- [PROBLEM]:
Rewrite only the lines of the material that start with the line containing "Record the location of each instance of the waterfront" and run through the end of the material, keeping every line, including the ones without coordinates. Multiply each coordinate by 0.4 and round it to the nearest whole number, with halves rounded up.

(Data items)
::::::::::
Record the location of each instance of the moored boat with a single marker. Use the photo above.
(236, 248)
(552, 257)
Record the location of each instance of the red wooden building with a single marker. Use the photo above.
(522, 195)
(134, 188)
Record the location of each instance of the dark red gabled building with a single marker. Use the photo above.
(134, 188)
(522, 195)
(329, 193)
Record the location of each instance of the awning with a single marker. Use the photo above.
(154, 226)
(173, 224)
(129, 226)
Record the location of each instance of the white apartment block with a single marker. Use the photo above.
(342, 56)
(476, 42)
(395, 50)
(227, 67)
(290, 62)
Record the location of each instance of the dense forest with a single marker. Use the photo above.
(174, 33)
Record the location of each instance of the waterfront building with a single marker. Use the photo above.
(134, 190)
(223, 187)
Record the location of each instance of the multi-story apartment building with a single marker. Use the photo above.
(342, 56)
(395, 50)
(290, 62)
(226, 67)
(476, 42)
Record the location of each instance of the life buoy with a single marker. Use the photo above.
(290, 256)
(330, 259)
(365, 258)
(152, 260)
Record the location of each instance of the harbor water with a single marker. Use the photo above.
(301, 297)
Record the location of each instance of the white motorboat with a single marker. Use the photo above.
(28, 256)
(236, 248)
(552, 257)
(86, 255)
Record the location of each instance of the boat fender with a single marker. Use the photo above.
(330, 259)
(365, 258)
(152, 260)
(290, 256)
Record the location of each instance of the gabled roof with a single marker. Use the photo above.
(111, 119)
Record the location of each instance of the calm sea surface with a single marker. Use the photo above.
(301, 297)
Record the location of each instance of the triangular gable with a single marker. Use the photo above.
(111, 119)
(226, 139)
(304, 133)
::::::::::
- [TASK ANSWER]:
Record the location of each instance of the waterfront building with a single marker. Use the photo above.
(54, 76)
(89, 75)
Record the location of each instance of the multi-story apartment building with a single marker. Use the photo above.
(137, 22)
(158, 20)
(116, 25)
(90, 27)
(190, 17)
Record the location of each instance of the life buoy with a single marker. Use the photo above.
(116, 102)
(132, 104)
(146, 103)
(61, 104)
Record the location of each instance of the harbor water with a single marker. Use the photo above.
(120, 119)
Record the location of each instance of the white motorboat with a single marker. Use the photo above.
(11, 102)
(94, 99)
(221, 103)
(34, 102)
Record the location of each instance of the boat fender with a single marker. Use the photo above.
(132, 104)
(146, 103)
(61, 104)
(116, 102)
Record the location of each instance of the gabled roof with a single marker. Use the photo above.
(44, 48)
Record the location of each instance of the calm sea surface with a single marker. Use the photo above.
(120, 119)
Record the location of each instance of the triangular gable with a single marker. Use the photo above.
(44, 48)
(90, 56)
(122, 53)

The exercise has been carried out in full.